##### EXERCISE INPUTS #####

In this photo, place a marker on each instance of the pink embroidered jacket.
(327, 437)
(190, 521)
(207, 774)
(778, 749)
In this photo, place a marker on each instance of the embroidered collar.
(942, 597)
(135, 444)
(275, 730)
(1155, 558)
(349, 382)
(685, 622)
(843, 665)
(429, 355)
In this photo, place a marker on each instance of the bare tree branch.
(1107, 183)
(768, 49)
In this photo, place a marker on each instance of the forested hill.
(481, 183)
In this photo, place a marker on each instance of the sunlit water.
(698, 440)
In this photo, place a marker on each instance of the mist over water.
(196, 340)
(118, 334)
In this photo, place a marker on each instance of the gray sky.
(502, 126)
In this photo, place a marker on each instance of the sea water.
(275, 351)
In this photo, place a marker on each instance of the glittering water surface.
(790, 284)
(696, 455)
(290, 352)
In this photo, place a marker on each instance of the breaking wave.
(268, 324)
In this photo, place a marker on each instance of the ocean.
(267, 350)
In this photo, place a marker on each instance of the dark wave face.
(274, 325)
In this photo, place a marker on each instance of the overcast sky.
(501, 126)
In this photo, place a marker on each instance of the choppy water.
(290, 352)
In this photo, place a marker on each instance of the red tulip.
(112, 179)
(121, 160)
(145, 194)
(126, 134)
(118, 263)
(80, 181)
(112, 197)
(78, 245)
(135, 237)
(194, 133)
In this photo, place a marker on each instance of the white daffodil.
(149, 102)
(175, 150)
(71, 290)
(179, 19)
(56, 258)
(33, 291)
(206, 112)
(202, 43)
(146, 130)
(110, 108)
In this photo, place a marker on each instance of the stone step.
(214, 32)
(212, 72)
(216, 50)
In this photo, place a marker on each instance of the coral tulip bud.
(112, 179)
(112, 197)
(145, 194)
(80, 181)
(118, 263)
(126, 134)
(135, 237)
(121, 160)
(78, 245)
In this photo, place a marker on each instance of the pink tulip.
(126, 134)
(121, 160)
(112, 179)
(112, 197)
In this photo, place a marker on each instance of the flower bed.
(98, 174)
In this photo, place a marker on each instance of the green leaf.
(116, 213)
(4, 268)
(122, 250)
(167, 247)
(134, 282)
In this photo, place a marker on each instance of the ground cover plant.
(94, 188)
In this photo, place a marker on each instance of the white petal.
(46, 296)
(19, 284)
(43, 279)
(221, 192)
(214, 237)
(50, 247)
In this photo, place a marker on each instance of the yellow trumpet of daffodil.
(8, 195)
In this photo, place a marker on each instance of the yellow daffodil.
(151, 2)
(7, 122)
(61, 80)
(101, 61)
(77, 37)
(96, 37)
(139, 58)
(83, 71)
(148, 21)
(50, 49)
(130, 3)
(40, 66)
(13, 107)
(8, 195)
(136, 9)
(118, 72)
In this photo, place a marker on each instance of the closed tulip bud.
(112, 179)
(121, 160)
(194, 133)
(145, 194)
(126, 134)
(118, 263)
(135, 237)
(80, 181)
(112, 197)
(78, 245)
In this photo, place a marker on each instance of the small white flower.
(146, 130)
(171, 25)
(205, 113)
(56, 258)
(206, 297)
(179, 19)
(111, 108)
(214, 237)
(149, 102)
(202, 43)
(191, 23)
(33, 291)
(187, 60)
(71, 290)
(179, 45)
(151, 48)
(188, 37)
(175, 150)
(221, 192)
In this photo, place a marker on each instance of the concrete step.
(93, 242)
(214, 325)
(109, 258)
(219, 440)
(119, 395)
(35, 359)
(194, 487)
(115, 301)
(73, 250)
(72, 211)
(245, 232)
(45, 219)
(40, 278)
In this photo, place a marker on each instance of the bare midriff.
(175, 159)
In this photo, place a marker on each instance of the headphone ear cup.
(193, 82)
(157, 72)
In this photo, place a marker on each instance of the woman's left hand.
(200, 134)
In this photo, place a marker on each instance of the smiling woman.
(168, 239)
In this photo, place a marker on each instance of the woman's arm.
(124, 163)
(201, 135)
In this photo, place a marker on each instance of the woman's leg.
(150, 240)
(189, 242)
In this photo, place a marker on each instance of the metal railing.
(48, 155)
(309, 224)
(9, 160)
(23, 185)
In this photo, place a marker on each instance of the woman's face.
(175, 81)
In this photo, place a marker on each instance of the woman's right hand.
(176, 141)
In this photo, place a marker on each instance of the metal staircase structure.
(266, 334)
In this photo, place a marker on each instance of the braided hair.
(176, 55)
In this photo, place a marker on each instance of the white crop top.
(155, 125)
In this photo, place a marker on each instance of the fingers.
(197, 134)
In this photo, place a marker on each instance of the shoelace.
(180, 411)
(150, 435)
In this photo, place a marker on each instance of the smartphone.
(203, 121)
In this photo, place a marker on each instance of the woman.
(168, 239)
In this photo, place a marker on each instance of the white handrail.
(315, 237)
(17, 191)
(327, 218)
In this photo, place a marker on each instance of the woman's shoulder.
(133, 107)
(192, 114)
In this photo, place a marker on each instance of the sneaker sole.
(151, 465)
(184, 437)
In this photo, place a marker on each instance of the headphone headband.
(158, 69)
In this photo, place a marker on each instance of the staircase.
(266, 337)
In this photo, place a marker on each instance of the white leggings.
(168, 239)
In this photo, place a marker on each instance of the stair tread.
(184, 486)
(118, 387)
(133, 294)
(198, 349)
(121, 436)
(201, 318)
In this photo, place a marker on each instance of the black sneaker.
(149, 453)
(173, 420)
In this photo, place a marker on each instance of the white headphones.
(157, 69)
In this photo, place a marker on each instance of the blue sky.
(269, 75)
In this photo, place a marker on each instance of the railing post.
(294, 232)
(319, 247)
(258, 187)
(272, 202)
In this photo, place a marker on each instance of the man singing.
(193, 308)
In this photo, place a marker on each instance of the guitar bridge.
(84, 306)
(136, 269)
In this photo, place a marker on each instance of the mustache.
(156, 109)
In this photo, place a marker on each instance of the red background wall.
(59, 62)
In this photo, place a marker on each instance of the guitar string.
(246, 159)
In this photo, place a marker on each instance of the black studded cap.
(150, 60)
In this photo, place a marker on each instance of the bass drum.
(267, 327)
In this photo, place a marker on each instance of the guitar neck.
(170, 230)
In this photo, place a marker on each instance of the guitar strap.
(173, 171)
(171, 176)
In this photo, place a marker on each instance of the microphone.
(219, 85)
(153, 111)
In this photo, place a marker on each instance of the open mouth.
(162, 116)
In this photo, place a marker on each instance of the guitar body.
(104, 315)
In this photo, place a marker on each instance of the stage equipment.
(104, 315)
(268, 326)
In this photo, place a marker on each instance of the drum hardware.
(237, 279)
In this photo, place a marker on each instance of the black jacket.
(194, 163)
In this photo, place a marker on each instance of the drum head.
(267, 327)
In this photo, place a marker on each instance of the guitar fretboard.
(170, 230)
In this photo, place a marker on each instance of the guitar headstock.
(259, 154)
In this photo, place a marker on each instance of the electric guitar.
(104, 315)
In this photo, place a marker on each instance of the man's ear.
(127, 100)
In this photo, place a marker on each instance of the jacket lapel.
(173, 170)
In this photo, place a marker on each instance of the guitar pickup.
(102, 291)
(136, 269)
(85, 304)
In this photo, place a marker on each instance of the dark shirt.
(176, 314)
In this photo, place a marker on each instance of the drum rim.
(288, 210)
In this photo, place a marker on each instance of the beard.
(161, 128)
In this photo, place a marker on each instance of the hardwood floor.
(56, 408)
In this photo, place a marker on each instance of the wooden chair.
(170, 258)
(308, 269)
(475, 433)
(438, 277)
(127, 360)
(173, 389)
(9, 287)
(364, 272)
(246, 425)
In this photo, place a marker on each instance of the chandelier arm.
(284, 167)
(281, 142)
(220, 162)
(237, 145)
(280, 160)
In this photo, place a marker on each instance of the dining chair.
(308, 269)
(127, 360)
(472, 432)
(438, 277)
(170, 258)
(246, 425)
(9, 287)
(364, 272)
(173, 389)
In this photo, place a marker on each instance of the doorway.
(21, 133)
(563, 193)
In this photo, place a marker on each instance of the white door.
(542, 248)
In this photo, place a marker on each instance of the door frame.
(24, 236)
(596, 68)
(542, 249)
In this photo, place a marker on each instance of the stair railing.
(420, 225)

#####

| TASK REQUIREMENTS |
After locating the line with "the dining chair." in the records above, please set down that line and all later ones exactly, and no other line.

| EXERCISE RESULT |
In this photo, place a marker on each instance of the dining chair.
(308, 269)
(127, 360)
(472, 432)
(438, 277)
(170, 258)
(246, 425)
(9, 287)
(364, 272)
(173, 389)
In this photo, place a marker on each instance of the doorway.
(21, 133)
(563, 193)
In this photo, place a marker on each instance of the white door.
(542, 248)
In this photo, place a marker on each instance of the door frame.
(24, 236)
(596, 68)
(542, 249)
In this photo, place a marker on each instance of the stair railing.
(420, 225)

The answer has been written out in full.